### Exercise task
In the passage below on thermal barriers, what metal are exterior window and door casings often made of?

** BEGIN Passage **

The invention relates to surface-modifying a thermal barrier assembly.
Metal exterior window and door casings, which are often made of aluminum, are widely used in a variety of structures including office and industrial buildings. Such metal casings are good thermal conductors and therefore can cause considerable heat loss in winter and heat gain in summer in buildings in which they are installed. To reduce this problem it is common to employ a “thermal barrier” between the interior and the exterior portions of a metal casing. The thermal barrier often includes a material of relatively low thermal conductivity, which serves to interrupt the transfer of thermal energy between the interior and exterior metal portions.
Thermal barriers often consist of a channel defined by two structural components, e.g., metal segments and an adhesive composition disposed in the channel.
Thermal barriers, when part of a structure such as a building, are often subjected to high stresses caused by day, night and seasonal thermal cycling of the metal segments, which have much lower thermal expansion coefficients than the composition disposed in the channel of the thermal barrier. These stresses are different on each side of the thermal barrier due to the differential between the interior and exterior temperatures. Consequently, the adhesive composition may bond from the metal segments of the thermal barrier resulting in a loss of structural integrity, which can lead to gaps and water infiltration in the thermal barrier assembly.
Attempts to increase the adhesion of the adhesive composition to the interior channel surface includes mechanically roughening the surface of the channel using methods such as abrading, scratching, lancing, sand blasting and scraping. Often the aesthetics of the assembly are sacrificed during these processes. In addition, these mechanical roughening techniques normally are conducted in a separate, off-line operation. Other methods that have been used in an effort to increase adhesion include chemical treatments such as solvent bonding and chemical etching.

** END Passage **
** BEGIN Records provided **

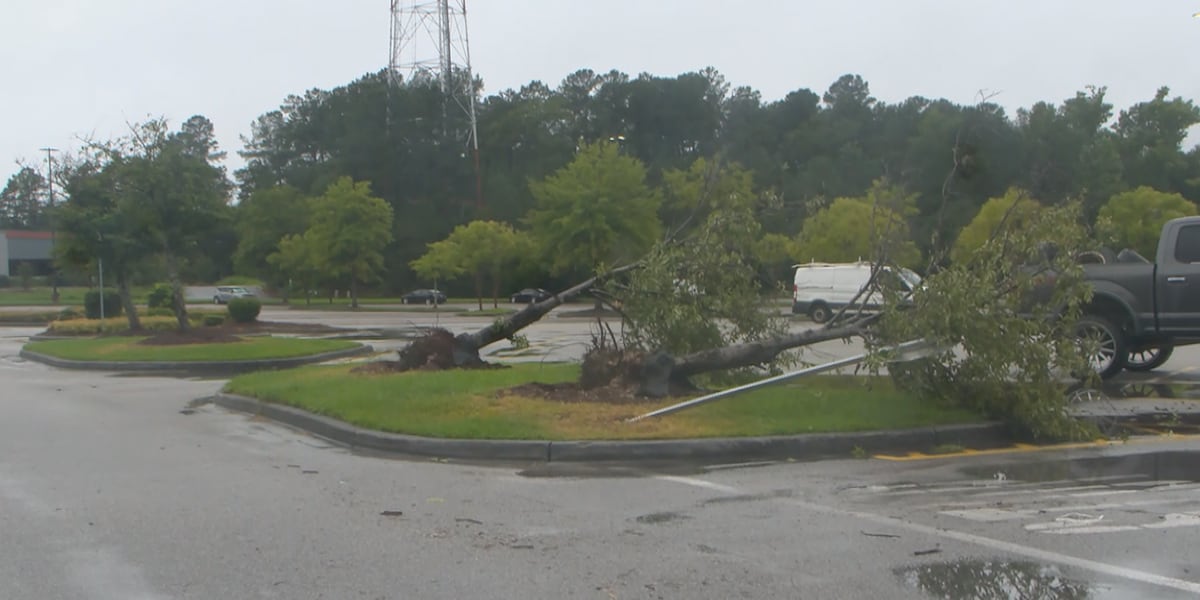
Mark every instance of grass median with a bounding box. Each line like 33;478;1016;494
25;336;359;362
226;364;984;440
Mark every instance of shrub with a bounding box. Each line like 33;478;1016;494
83;289;121;319
58;306;82;320
17;262;34;292
49;316;179;335
146;283;174;308
215;275;263;287
228;298;263;323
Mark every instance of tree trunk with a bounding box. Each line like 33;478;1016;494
637;323;866;397
475;271;484;311
117;269;142;331
163;251;192;334
455;263;638;366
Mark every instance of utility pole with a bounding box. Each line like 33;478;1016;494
388;0;484;209
38;146;59;304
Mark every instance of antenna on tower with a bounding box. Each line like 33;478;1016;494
388;0;484;208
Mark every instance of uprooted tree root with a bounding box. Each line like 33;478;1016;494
500;348;697;404
350;328;503;373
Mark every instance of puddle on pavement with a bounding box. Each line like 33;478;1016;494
961;450;1200;481
635;512;691;524
894;559;1146;600
517;462;704;479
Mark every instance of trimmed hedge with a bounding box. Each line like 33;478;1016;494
228;298;263;323
83;289;122;319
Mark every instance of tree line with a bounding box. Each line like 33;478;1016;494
0;68;1200;298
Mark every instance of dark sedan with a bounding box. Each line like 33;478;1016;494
509;288;554;304
400;289;446;304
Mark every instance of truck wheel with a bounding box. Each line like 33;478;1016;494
809;302;833;323
1126;343;1175;371
1075;314;1129;379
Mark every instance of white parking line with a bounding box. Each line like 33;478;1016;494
658;475;1200;594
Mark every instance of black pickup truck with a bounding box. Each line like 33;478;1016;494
1080;216;1200;378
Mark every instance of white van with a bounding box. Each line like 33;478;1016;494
792;263;920;323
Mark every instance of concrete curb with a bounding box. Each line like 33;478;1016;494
210;394;1012;462
20;344;374;373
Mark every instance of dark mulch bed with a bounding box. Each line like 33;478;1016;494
350;329;506;374
222;320;352;335
55;320;350;346
500;382;648;404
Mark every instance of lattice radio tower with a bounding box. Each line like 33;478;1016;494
388;0;484;206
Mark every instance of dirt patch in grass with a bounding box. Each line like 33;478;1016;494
133;322;346;346
498;382;647;404
350;329;504;374
225;320;353;335
138;328;242;346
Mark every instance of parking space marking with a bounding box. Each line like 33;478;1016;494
658;475;1200;594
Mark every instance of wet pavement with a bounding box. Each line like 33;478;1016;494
0;319;1200;600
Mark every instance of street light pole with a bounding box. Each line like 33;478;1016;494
40;146;59;304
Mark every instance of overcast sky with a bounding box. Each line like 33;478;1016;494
7;0;1200;179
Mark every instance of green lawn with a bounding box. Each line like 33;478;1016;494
226;364;983;439
25;337;358;362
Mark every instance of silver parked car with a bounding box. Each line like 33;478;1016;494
212;286;254;304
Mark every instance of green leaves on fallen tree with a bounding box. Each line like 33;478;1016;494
410;221;530;310
874;203;1091;438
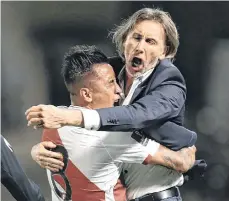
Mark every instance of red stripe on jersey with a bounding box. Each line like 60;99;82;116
142;154;152;165
113;179;127;201
42;129;105;201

** END Records provided **

### Exercise result
Aluminum.